→ WORK INSTRUCTIONS
From the market commentary below, extract the passage that begins at "Fed tightening is" and runs up to and including "all the time.", keeping every word unchanged.

→ SOURCE EXTRACT
★ ★ ★

Fed tightening is theoretically imminent, but U.S. bonds are falling in yield, even as the Fed tapers its bond purchases. Everyone is prepared for very dramatic action by the European Central Bank, some form of quantitative easing.

Here in the U.S. we enjoy the sturdiest economic situation in the world, no matter how creaky it may feel. But, to look outside … eyes wider and wider all the time.

Today it’s especially hard to handicap a new load of information as pre-holiday markets never really opened today and there is no reaction to watch. And next week is breath-catching, with the European Central Bank meeting Thursday and U.S. job data on Friday.

So, start big and then study components. Begin in the U.S. and move outward. Always, always stick with Clinton’s Law (“It’s the economy….”).

Above all, the Great Misconception — that the global economy is still suffering from the financial crisis. Not so. That ended years ago. The world is wrestling with three things: the deflationary “trade shock” from the opening of China 25 years ago; the West’s struggle to control its borrowing in a slow-growth era; and the folly of the euro.

★ ★ ★

→ DATA
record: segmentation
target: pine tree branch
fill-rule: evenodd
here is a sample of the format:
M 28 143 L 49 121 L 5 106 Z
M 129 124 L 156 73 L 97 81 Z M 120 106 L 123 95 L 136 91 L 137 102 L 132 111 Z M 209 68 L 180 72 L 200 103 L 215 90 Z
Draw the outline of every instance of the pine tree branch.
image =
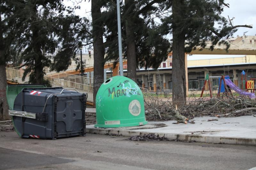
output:
M 247 26 L 247 25 L 238 25 L 237 26 L 230 27 L 228 29 L 229 30 L 232 30 L 238 27 L 245 27 L 246 28 L 252 28 L 252 27 L 250 25 Z M 211 28 L 209 29 L 209 30 L 212 31 L 212 33 L 219 37 L 222 37 L 223 36 L 221 34 L 220 34 L 218 33 L 217 31 L 215 31 L 213 28 Z
M 82 44 L 81 45 L 80 45 L 79 46 L 77 46 L 77 47 L 81 47 L 81 46 L 84 46 L 85 47 L 85 46 L 87 46 L 88 45 L 89 45 L 90 44 L 92 44 L 93 43 L 93 41 L 92 41 L 92 42 L 89 42 L 89 43 L 87 43 L 87 44 Z
M 161 2 L 160 0 L 153 0 L 151 1 L 149 4 L 147 4 L 146 6 L 143 7 L 142 9 L 139 11 L 137 13 L 138 15 L 140 15 L 143 13 L 145 11 L 149 9 L 149 8 L 153 5 L 154 4 Z

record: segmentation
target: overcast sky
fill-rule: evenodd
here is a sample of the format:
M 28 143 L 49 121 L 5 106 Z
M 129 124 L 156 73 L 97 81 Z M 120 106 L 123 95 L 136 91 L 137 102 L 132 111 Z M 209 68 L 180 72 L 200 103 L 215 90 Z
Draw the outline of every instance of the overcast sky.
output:
M 65 2 L 64 3 L 66 5 L 76 4 L 76 0 L 77 2 L 82 1 L 79 4 L 81 9 L 76 10 L 76 14 L 81 17 L 86 16 L 91 18 L 91 1 L 93 0 L 91 0 L 90 2 L 88 2 L 88 0 L 86 2 L 84 2 L 84 0 L 72 0 L 68 2 Z M 256 34 L 256 0 L 226 0 L 225 2 L 229 4 L 230 7 L 225 8 L 222 15 L 227 18 L 228 15 L 230 18 L 234 17 L 233 20 L 233 25 L 252 26 L 252 28 L 239 28 L 234 34 L 234 36 L 236 37 L 238 35 L 242 36 L 244 33 L 246 32 L 248 32 L 245 33 L 247 35 L 254 35 Z M 221 57 L 224 56 L 222 55 Z

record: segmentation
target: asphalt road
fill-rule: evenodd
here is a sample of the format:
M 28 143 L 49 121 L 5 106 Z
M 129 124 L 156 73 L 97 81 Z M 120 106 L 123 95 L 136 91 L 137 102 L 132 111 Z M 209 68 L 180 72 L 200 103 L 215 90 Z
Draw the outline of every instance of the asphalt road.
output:
M 88 134 L 44 140 L 0 132 L 0 169 L 248 169 L 256 147 L 175 141 L 134 142 Z

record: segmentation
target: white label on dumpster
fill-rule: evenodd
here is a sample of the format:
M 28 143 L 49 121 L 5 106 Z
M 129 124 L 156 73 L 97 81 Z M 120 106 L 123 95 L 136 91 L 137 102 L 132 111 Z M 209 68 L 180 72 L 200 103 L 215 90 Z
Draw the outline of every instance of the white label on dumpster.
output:
M 139 100 L 133 100 L 131 102 L 129 105 L 129 111 L 132 115 L 135 116 L 138 116 L 141 110 L 140 103 Z
M 120 121 L 105 121 L 105 124 L 120 124 Z

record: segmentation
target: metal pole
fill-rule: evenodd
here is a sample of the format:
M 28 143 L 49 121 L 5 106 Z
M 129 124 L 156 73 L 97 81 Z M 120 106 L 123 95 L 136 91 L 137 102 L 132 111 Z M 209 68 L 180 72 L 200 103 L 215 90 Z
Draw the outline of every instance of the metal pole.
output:
M 83 73 L 84 72 L 84 70 L 83 69 L 83 59 L 82 58 L 82 49 L 80 49 L 80 55 L 81 57 L 81 76 L 82 76 L 82 89 L 84 90 L 84 87 L 83 86 L 83 85 L 84 85 L 84 80 L 83 80 Z
M 83 70 L 83 59 L 82 59 L 82 50 L 80 50 L 80 54 L 81 58 L 81 76 L 83 77 L 83 73 L 84 70 Z
M 119 70 L 120 75 L 124 76 L 123 68 L 123 52 L 122 52 L 122 40 L 121 35 L 121 19 L 120 16 L 120 4 L 119 1 L 116 0 L 116 6 L 117 10 L 117 26 L 118 27 L 118 46 L 119 53 Z

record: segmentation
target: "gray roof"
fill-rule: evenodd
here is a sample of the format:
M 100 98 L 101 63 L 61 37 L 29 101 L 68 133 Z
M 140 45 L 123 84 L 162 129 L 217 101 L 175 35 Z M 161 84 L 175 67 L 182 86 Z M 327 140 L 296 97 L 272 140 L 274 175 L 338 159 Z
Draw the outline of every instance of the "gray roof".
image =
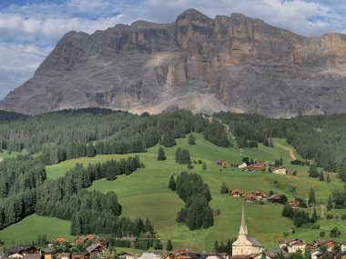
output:
M 13 247 L 13 248 L 11 248 L 10 253 L 11 254 L 17 254 L 17 253 L 20 253 L 20 252 L 23 252 L 23 251 L 29 250 L 31 248 L 35 248 L 35 247 L 32 246 L 32 245 Z M 35 248 L 35 249 L 36 249 L 36 248 Z
M 255 237 L 249 234 L 246 237 L 249 242 L 251 242 L 253 246 L 263 247 L 263 245 Z
M 41 254 L 25 254 L 23 259 L 41 259 L 42 255 Z
M 91 252 L 93 252 L 95 249 L 97 249 L 97 247 L 100 247 L 101 246 L 101 244 L 91 244 L 90 246 L 87 246 L 86 247 L 86 251 L 87 251 L 87 253 L 91 253 Z
M 279 248 L 279 247 L 275 247 L 273 249 L 271 249 L 270 251 L 269 251 L 268 253 L 266 253 L 268 256 L 270 256 L 270 258 L 273 258 L 275 257 L 276 255 L 278 255 L 279 254 L 282 254 L 283 257 L 287 258 L 289 257 L 290 254 L 288 252 L 286 252 L 285 250 L 283 250 L 282 248 Z

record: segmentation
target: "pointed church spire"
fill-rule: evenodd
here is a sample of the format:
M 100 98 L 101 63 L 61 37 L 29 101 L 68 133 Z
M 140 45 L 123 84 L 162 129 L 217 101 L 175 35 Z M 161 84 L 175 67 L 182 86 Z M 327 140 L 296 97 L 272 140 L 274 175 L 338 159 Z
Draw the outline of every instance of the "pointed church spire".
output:
M 241 209 L 241 224 L 240 224 L 240 230 L 239 234 L 248 234 L 248 227 L 245 224 L 245 215 L 244 215 L 244 205 Z

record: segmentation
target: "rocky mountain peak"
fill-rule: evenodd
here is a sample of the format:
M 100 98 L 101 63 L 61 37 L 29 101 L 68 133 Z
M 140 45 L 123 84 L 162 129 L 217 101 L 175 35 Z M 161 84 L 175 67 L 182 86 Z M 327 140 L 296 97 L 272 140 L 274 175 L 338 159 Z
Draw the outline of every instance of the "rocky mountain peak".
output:
M 212 19 L 188 9 L 171 24 L 66 33 L 0 108 L 344 113 L 345 76 L 345 35 L 306 37 L 241 14 Z

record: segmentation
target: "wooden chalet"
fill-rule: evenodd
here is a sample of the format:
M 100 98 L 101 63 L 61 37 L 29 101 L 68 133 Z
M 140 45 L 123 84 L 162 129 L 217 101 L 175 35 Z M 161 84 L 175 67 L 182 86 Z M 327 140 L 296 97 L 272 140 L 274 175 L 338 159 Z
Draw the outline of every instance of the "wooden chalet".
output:
M 221 166 L 229 166 L 229 162 L 227 162 L 226 160 L 220 160 L 220 161 L 218 161 L 217 163 L 219 165 L 221 165 Z
M 264 198 L 267 197 L 267 194 L 261 191 L 261 190 L 257 190 L 255 192 L 252 193 L 252 195 L 256 198 L 256 200 L 258 201 L 261 201 L 263 200 Z
M 56 242 L 56 243 L 60 243 L 60 244 L 62 244 L 62 243 L 65 243 L 65 242 L 67 242 L 67 239 L 66 239 L 65 237 L 57 237 L 57 238 L 56 238 L 55 240 L 54 240 L 54 242 Z
M 279 254 L 282 254 L 283 258 L 288 258 L 290 256 L 289 252 L 285 251 L 283 248 L 275 247 L 266 253 L 267 256 L 273 259 L 276 258 Z
M 43 253 L 44 259 L 55 259 L 55 253 L 50 251 L 50 252 L 45 252 Z
M 248 165 L 247 167 L 243 168 L 243 170 L 247 171 L 265 171 L 267 168 L 266 163 L 258 163 L 255 164 Z
M 11 254 L 25 255 L 26 254 L 41 254 L 41 250 L 31 245 L 18 246 L 18 247 L 11 248 L 9 254 L 10 254 L 10 256 Z
M 253 201 L 257 201 L 256 197 L 252 194 L 245 194 L 241 197 L 245 202 L 249 203 Z
M 75 252 L 71 254 L 71 259 L 89 259 L 87 252 Z
M 71 259 L 71 253 L 57 253 L 56 254 L 56 259 Z
M 297 199 L 292 199 L 289 202 L 290 205 L 291 205 L 292 208 L 299 208 L 300 204 Z
M 176 256 L 173 254 L 170 253 L 170 254 L 163 256 L 162 259 L 176 259 Z
M 25 254 L 22 257 L 23 259 L 43 259 L 44 255 L 42 254 Z
M 302 239 L 293 239 L 291 241 L 279 241 L 280 248 L 287 247 L 289 253 L 296 253 L 298 251 L 304 252 L 306 242 Z
M 233 189 L 230 191 L 230 195 L 233 197 L 241 197 L 243 193 L 239 189 Z
M 326 246 L 328 251 L 333 251 L 334 246 L 337 244 L 341 247 L 341 244 L 332 240 L 315 240 L 313 244 L 318 247 Z
M 102 247 L 102 245 L 100 244 L 93 244 L 86 247 L 86 252 L 90 255 L 98 254 L 99 253 L 103 253 L 104 250 L 105 249 Z
M 313 245 L 312 244 L 307 244 L 305 249 L 308 249 L 310 253 L 319 251 L 319 247 Z
M 271 204 L 280 204 L 281 202 L 280 194 L 272 194 L 268 197 L 268 201 Z
M 131 254 L 131 253 L 123 253 L 123 254 L 119 254 L 119 258 L 123 258 L 123 259 L 136 259 L 137 256 L 136 256 L 136 254 Z
M 287 174 L 287 170 L 285 167 L 275 167 L 271 169 L 271 173 L 277 174 Z

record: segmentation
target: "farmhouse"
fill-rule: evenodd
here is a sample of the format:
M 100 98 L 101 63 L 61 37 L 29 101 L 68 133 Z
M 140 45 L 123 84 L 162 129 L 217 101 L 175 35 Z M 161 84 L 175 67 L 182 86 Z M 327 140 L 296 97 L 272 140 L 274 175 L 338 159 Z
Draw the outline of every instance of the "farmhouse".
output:
M 281 202 L 280 194 L 272 194 L 268 197 L 268 201 L 271 204 L 280 204 Z
M 102 253 L 105 249 L 102 247 L 100 244 L 93 244 L 86 247 L 86 252 L 90 254 L 97 254 L 98 253 Z
M 71 259 L 88 259 L 89 254 L 87 252 L 75 252 L 72 253 Z
M 64 237 L 57 237 L 54 240 L 54 242 L 56 242 L 56 243 L 65 243 L 65 242 L 67 242 L 67 239 L 64 238 Z
M 270 251 L 267 252 L 266 254 L 271 259 L 276 258 L 278 256 L 278 254 L 282 254 L 282 256 L 284 258 L 287 258 L 290 255 L 290 254 L 288 252 L 286 252 L 284 249 L 278 248 L 278 247 L 271 249 Z
M 10 250 L 9 258 L 23 258 L 27 254 L 41 254 L 41 251 L 35 246 L 19 246 Z
M 271 169 L 271 173 L 277 174 L 287 174 L 287 170 L 285 167 L 275 167 Z
M 328 251 L 333 251 L 333 248 L 335 245 L 341 245 L 341 244 L 332 241 L 332 240 L 315 240 L 313 242 L 313 244 L 321 247 L 321 246 L 326 246 Z M 341 249 L 342 251 L 342 249 Z
M 230 195 L 233 197 L 241 197 L 242 194 L 243 193 L 239 189 L 233 189 L 230 191 Z
M 242 195 L 242 198 L 247 203 L 256 201 L 256 197 L 252 194 L 245 194 Z
M 341 244 L 341 251 L 346 251 L 346 242 Z
M 266 163 L 258 163 L 255 164 L 249 165 L 247 167 L 244 167 L 243 170 L 247 171 L 265 171 L 267 168 Z
M 70 259 L 71 253 L 57 253 L 56 259 Z
M 248 164 L 245 162 L 240 162 L 238 164 L 238 168 L 245 168 Z
M 296 253 L 297 251 L 304 252 L 306 248 L 306 242 L 305 240 L 301 239 L 293 239 L 291 241 L 280 241 L 279 242 L 280 248 L 287 247 L 288 252 L 290 253 Z
M 119 258 L 123 258 L 123 259 L 136 259 L 137 256 L 136 256 L 136 254 L 130 254 L 130 253 L 123 253 L 123 254 L 119 254 Z
M 300 202 L 297 199 L 292 199 L 289 202 L 290 205 L 291 205 L 292 208 L 299 208 L 300 207 Z
M 261 191 L 261 190 L 257 190 L 255 192 L 252 193 L 252 195 L 255 197 L 256 200 L 258 201 L 261 201 L 263 200 L 265 197 L 267 197 L 267 194 Z
M 221 165 L 221 166 L 229 166 L 229 162 L 225 161 L 225 160 L 220 160 L 217 163 L 219 165 Z
M 259 254 L 263 252 L 263 246 L 256 238 L 248 234 L 248 227 L 245 224 L 244 207 L 241 211 L 241 224 L 238 238 L 232 244 L 232 257 L 244 258 L 250 254 Z

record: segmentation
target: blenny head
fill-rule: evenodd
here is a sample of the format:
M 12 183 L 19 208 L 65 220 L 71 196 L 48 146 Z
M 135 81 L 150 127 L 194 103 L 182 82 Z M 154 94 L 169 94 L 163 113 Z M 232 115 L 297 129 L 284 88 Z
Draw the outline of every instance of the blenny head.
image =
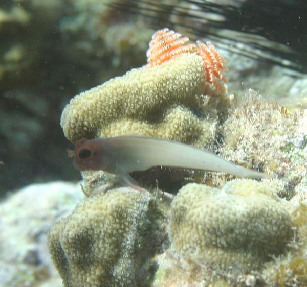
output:
M 101 144 L 101 139 L 81 138 L 75 144 L 74 166 L 79 171 L 104 170 L 111 162 L 111 155 Z

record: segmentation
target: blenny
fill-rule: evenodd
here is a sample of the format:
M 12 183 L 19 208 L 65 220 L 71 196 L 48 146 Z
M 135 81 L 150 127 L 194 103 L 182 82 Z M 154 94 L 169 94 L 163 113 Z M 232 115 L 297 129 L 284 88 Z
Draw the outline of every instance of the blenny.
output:
M 123 184 L 135 187 L 128 174 L 155 166 L 226 173 L 252 178 L 271 176 L 239 165 L 208 151 L 161 138 L 122 136 L 82 138 L 75 144 L 74 166 L 79 171 L 102 170 L 115 175 Z

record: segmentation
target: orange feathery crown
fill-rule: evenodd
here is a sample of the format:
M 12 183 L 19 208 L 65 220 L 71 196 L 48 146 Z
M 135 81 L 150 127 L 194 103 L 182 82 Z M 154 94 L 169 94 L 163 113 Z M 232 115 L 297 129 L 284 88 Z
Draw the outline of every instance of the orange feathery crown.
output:
M 225 87 L 221 81 L 226 83 L 224 71 L 228 70 L 225 66 L 223 55 L 211 43 L 204 44 L 201 41 L 195 44 L 186 44 L 189 40 L 187 37 L 182 35 L 168 28 L 157 31 L 149 43 L 149 49 L 146 55 L 148 64 L 145 66 L 150 68 L 161 64 L 187 53 L 195 53 L 203 60 L 206 72 L 206 81 L 211 84 L 219 91 L 225 91 Z

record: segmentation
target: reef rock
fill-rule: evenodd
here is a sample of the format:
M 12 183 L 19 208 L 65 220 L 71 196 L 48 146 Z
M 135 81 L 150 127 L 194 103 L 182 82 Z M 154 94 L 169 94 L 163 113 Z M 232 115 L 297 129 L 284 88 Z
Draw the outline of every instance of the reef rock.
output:
M 158 202 L 130 188 L 100 188 L 55 224 L 51 257 L 66 287 L 145 286 L 145 264 L 166 232 Z

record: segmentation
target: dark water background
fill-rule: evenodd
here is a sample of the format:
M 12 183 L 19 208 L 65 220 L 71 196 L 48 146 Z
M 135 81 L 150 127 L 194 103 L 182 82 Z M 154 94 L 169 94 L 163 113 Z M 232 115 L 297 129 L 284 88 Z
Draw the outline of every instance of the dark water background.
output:
M 304 0 L 1 0 L 0 196 L 80 178 L 67 155 L 73 146 L 61 111 L 80 92 L 145 64 L 155 30 L 167 27 L 303 75 L 306 15 Z

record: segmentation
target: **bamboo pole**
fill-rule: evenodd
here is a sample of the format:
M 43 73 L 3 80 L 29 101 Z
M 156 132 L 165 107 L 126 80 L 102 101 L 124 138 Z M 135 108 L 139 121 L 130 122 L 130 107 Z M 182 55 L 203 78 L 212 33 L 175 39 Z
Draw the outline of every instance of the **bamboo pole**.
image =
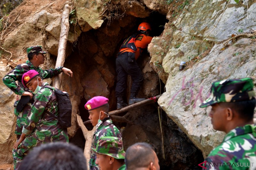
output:
M 61 29 L 60 36 L 58 48 L 58 55 L 55 68 L 63 66 L 65 62 L 66 57 L 67 41 L 68 40 L 68 35 L 69 29 L 69 24 L 68 23 L 68 18 L 69 16 L 70 7 L 68 4 L 65 5 L 64 11 L 62 14 L 61 19 Z M 60 87 L 62 74 L 59 74 L 56 76 L 53 81 L 53 86 L 60 89 Z

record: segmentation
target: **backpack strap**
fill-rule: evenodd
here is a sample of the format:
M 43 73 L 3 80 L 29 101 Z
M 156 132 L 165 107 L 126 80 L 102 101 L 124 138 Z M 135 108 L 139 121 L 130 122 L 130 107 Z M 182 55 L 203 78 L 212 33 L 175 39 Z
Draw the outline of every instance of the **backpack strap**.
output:
M 51 86 L 50 86 L 50 85 L 46 85 L 44 86 L 44 87 L 45 88 L 47 88 L 47 89 L 51 89 L 51 90 L 53 90 L 53 91 L 55 91 L 54 89 L 53 89 L 53 88 L 52 87 L 51 87 Z M 48 115 L 50 115 L 50 116 L 53 116 L 55 118 L 56 118 L 56 119 L 57 119 L 57 120 L 60 120 L 60 118 L 59 118 L 58 116 L 56 116 L 56 115 L 54 115 L 53 113 L 51 113 L 50 112 L 49 112 L 49 111 L 47 111 L 46 110 L 45 110 L 45 112 L 46 112 L 46 113 L 47 113 Z M 42 115 L 42 117 L 43 117 L 43 115 Z

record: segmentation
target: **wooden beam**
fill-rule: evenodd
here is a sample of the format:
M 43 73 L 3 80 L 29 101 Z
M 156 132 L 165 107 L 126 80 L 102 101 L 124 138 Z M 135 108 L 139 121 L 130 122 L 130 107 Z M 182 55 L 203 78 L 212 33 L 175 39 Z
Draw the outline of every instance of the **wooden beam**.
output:
M 67 41 L 69 30 L 68 18 L 70 10 L 70 7 L 69 5 L 68 4 L 65 5 L 64 11 L 62 14 L 61 29 L 60 36 L 60 41 L 59 42 L 58 55 L 56 61 L 56 64 L 55 65 L 55 68 L 60 66 L 63 66 L 65 62 Z M 62 74 L 60 74 L 58 76 L 55 77 L 53 80 L 53 86 L 59 89 L 60 87 Z
M 84 136 L 85 139 L 85 144 L 84 145 L 84 155 L 86 158 L 87 161 L 87 169 L 89 169 L 89 164 L 88 162 L 90 160 L 90 149 L 91 148 L 92 142 L 93 138 L 93 134 L 96 130 L 96 127 L 94 126 L 92 130 L 89 131 L 84 125 L 83 120 L 81 116 L 76 114 L 76 122 L 78 125 L 81 128 L 84 134 Z
M 159 99 L 159 98 L 161 96 L 161 95 L 160 94 L 156 96 L 155 96 L 156 101 L 157 101 L 157 100 Z M 110 116 L 110 117 L 111 117 L 111 116 L 113 116 L 113 115 L 118 115 L 120 113 L 128 111 L 128 110 L 132 110 L 132 109 L 134 109 L 136 107 L 138 107 L 148 105 L 149 104 L 154 103 L 154 102 L 155 101 L 154 101 L 154 100 L 152 100 L 149 99 L 146 99 L 146 100 L 142 101 L 140 101 L 140 102 L 138 102 L 138 103 L 136 103 L 134 104 L 129 105 L 128 106 L 126 106 L 125 107 L 124 107 L 121 109 L 116 110 L 115 110 L 110 112 L 108 112 L 108 115 Z M 118 119 L 118 120 L 120 119 Z M 85 122 L 84 122 L 84 124 L 85 125 L 88 123 L 90 123 L 90 122 L 90 122 L 90 120 L 88 120 Z M 130 122 L 129 123 L 130 123 Z

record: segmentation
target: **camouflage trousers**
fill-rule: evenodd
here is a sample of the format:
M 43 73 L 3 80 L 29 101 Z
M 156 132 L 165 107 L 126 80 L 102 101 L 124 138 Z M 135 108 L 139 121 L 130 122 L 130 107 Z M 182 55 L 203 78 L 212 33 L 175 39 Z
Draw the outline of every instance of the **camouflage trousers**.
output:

★ ★ ★

→ RESULT OF THIS EXERCISE
Fed tightening is theoretically imminent, but U.S. bonds are falling in yield, even as the Fed tapers its bond purchases. Everyone is prepared for very dramatic action by the European Central Bank, some form of quantitative easing.

Here in the U.S. we enjoy the sturdiest economic situation in the world, no matter how creaky it may feel. But, to look outside … eyes wider and wider all the time.